_WHAT YOU WILL DO_.
Reproduce every item below word for word, leaving out the pictures.

BEGIN DATA RECORDS

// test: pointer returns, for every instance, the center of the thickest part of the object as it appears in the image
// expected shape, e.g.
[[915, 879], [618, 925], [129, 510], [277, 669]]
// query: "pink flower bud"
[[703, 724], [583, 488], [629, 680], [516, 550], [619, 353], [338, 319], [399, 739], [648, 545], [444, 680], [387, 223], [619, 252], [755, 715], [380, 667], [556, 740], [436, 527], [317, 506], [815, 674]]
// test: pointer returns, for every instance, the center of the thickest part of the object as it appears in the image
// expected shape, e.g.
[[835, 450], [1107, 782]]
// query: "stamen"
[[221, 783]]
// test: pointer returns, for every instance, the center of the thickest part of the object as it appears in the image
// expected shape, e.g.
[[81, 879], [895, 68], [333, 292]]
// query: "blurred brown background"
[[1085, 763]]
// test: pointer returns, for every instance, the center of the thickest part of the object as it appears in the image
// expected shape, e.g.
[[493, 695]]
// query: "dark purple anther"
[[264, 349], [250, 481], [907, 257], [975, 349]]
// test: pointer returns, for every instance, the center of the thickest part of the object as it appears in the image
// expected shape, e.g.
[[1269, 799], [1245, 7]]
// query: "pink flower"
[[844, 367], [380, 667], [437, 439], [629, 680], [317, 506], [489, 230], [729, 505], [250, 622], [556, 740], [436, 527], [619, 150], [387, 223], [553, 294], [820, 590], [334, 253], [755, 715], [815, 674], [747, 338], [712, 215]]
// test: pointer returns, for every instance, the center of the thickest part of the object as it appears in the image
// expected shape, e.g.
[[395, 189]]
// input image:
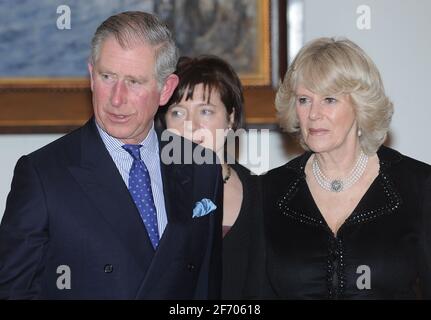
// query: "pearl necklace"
[[338, 185]]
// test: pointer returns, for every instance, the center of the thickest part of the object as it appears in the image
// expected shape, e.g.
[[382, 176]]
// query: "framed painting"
[[44, 84]]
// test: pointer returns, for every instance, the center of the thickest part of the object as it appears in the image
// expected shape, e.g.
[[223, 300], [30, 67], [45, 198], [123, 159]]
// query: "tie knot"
[[133, 150]]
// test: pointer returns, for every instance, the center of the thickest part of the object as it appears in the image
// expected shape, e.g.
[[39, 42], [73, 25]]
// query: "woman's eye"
[[330, 100], [207, 112], [303, 100]]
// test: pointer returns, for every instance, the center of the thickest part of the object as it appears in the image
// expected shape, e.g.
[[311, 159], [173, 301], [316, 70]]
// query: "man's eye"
[[134, 82], [107, 77], [177, 113]]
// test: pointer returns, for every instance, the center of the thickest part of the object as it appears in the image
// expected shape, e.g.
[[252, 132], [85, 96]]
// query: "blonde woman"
[[350, 218]]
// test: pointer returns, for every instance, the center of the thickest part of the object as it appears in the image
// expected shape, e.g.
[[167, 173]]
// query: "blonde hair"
[[329, 66]]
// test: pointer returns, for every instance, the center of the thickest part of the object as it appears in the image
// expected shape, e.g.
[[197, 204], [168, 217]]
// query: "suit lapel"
[[99, 178]]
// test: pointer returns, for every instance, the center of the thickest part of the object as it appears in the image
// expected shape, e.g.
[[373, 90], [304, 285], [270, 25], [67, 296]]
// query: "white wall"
[[12, 148], [398, 42]]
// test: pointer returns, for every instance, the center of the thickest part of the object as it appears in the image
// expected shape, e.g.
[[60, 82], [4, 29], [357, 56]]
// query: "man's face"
[[125, 92]]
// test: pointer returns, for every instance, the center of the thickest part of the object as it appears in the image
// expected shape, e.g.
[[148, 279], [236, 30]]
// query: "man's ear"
[[168, 88], [90, 71]]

END DATA RECORDS

_EXERCISE OUTPUT_.
// test: pointer returns, for every instance, the center of the thickest part of the object as it appears in the image
// expected shape, e.g.
[[915, 879], [618, 925], [129, 510], [277, 669]]
// query: "pink flower bud"
[[703, 724], [583, 488], [629, 680], [516, 550], [619, 353], [338, 319], [399, 739], [648, 545], [444, 680], [387, 223], [619, 252], [755, 715], [380, 667], [556, 740], [436, 527], [317, 506], [815, 674]]
// test: pointer returns, for every instance, the center of the thickest part of the object as it appears in the image
// expected shape, e.g.
[[835, 450], [1107, 782]]
// query: "stamen"
[[221, 783]]
// test: pointer returns, for every instance, the center of the thickest part of the object as it appears in the image
// expected shape, e.g.
[[81, 879], [895, 68], [333, 292]]
// query: "blurred brown background"
[[1085, 763]]
// test: pointer returns, for every instance, the center of the thickest part of the object as it appears in the image
// expected shape, e.g.
[[493, 695]]
// query: "dark purple anther"
[[264, 349], [250, 481], [907, 257], [975, 349]]
// test: pointer returns, for every instance, the center of the thickest part of the object as it appears in the image
// expected shape, e.g.
[[1269, 799], [1245, 7]]
// query: "pink flower"
[[844, 367], [380, 667], [437, 439], [629, 680], [317, 506], [489, 230], [729, 505], [250, 622], [556, 740], [436, 527], [619, 150], [387, 223], [553, 294], [820, 590], [334, 253], [755, 715], [815, 674], [747, 338], [712, 215]]
// test: pointer returns, for every instance, the center of the thickest part of the object as it appears in the image
// expected shape, e.g.
[[395, 189]]
// input image:
// query: "pearl necklace"
[[338, 185]]
// test: pointer returns, for every instance, the center of the thickest part of the object as it appears in the image
// expected shape, e.g.
[[382, 176]]
// query: "framed painting"
[[44, 84]]
// test: pointer returns, for every instance, the center of the thickest part of the object as it appears in the image
// expected shape, e.g.
[[223, 300], [30, 67], [45, 198], [123, 159]]
// query: "tie knot"
[[133, 150]]
// test: pointer returns, for every instance, the center of the thickest part of the object as it appears in the image
// expected shape, e.g.
[[39, 42], [73, 25]]
// query: "woman's eye"
[[330, 100], [207, 112], [303, 100]]
// test: pointer returns, for every instance, the center of the thickest part of the object as it appears in the image
// expected shape, e.g.
[[311, 159], [173, 301], [316, 70]]
// query: "man's eye"
[[134, 82], [107, 77], [177, 113]]
// test: pointer returns, for every instance, the center of the thickest part of the object as it appears in the image
// expected shape, e.g.
[[252, 132], [85, 96]]
// query: "blonde woman"
[[350, 218]]
// test: pointer returns, for every instance, the center of the thickest part of the object as it appears in the image
// expected shape, e.g.
[[167, 173]]
// query: "blonde hair"
[[329, 66]]
// test: pointer returns, for every instance, the center of the thickest part of the object as it appears in the image
// expected shape, e.g.
[[197, 204], [168, 217]]
// query: "suit lapel"
[[99, 178]]
// test: pointer returns, for every instance, the center of the thickest part of the object as it appears in the image
// expected shape, e.g.
[[373, 90], [304, 285], [270, 25], [67, 296]]
// query: "white wall"
[[12, 148], [398, 42]]
// test: pointer returns, for every instance, the center of the thickest part of the object as it appears in the image
// expected shape, e.g.
[[60, 82], [4, 29], [357, 56]]
// query: "man's face"
[[125, 92]]
// test: pointer returns, for every instance, the center of the thickest part of the object as it appears in the image
// expected shape, e.g.
[[148, 279], [236, 30]]
// query: "man's ear"
[[168, 88], [90, 71]]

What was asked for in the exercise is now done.